--- What to produce ---
Rewrite all the lines below, changing every "put a dot on" to "place a marker on" and leaving the rest as it is.

--- Input material ---
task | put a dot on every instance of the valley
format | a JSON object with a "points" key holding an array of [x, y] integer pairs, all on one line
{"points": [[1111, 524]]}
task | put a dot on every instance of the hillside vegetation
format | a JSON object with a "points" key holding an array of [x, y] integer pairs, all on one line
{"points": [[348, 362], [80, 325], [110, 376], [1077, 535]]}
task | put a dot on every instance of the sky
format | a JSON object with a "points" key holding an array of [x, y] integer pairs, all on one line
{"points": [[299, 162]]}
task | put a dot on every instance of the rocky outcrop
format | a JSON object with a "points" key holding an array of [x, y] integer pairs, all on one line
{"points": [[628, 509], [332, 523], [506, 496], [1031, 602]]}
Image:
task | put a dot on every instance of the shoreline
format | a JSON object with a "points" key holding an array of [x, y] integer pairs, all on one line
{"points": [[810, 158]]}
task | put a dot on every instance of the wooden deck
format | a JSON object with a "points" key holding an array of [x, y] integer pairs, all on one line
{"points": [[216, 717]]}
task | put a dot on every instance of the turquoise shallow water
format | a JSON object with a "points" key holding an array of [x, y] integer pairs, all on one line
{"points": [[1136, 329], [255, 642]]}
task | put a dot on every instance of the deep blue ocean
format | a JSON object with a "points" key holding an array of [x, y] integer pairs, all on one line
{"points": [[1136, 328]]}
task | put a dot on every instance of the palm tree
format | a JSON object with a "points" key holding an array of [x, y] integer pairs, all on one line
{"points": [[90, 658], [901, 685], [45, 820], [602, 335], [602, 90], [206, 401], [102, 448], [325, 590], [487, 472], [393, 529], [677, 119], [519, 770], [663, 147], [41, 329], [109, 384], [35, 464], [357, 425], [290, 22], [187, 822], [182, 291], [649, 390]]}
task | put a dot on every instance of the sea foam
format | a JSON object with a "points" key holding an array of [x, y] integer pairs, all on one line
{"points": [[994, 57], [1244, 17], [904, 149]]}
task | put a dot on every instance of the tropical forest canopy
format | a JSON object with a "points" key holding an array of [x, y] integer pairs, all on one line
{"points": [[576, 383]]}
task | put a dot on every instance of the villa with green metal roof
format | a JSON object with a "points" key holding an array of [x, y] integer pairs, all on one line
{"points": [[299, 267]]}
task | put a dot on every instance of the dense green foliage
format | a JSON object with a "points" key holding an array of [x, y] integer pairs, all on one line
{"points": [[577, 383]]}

--- Final result ---
task | place a marker on every instance of the valley
format | a JSON object with a "points" key holding an array of [x, y] integer pairs, all on one line
{"points": [[1111, 524]]}
task | place a marker on every instance of the hillside vegetation
format | a JSON object with a "points" key holding an array of [x, y] integer pairs, all on one line
{"points": [[348, 362], [80, 325], [110, 376], [1077, 535]]}
task | place a marker on every instance of the sky
format | a JSON object with a "points" key holding an array of [x, y] integer pairs, all on one line
{"points": [[299, 162]]}
task | place a marker on every instance of the rocky outcrop
format | a JSON object with a "points" key holding an array of [x, y] integer pairs, all on one line
{"points": [[628, 509], [332, 523], [506, 496], [1031, 602]]}
Image:
task | place a marker on every instance of the shoreline
format | a JSON object with a "points" key holding an array of [x, y] integer pairs, all on one line
{"points": [[810, 158]]}
task | place a marker on every instance of the wooden deck
format | a JSON object with a "points" key holding an array of [x, y] integer pairs, all on one line
{"points": [[216, 717]]}
task | place a marker on every instance of the turquoise shallow water
format | a JSON object with a "points" key holding an array of [x, y] integer pairs, all on one line
{"points": [[1136, 329], [255, 642]]}
task | place a marker on every instance of the deep blue ocean
format | a JSON object with a "points" key holding an array of [x, y] integer pairs, all on one line
{"points": [[1136, 328]]}
task | place a marker on every instance of the palm tree
format | a JSON object with a "points" key holding an array of [x, y] integer pairs, all on one line
{"points": [[90, 658], [901, 685], [45, 820], [602, 335], [602, 90], [206, 401], [102, 448], [325, 590], [487, 472], [393, 529], [677, 119], [519, 770], [663, 147], [41, 329], [109, 384], [35, 464], [357, 425], [290, 22], [187, 822], [182, 291], [649, 390]]}
task | place a marker on every instance of the sea foam
format | a JSON object with a "points" key holding an array of [x, y] integer pairs, all on one line
{"points": [[994, 57], [1244, 17], [904, 149]]}
task | place a marker on every instance of the tropical forest canopy
format | a JSON object with a "points" key holding an array of [x, y] integer pairs, all on one line
{"points": [[576, 383]]}
task | place a marker on every instance of the villa with green metal roof
format | a JSON object with a "points" key holding an array of [x, y] integer pairs, all on one line
{"points": [[299, 267]]}
task | place a marker on every instance of the dense green foliage
format | a JSON object with a "points" key holding an array of [x, y] integer pairs, all on one line
{"points": [[577, 383]]}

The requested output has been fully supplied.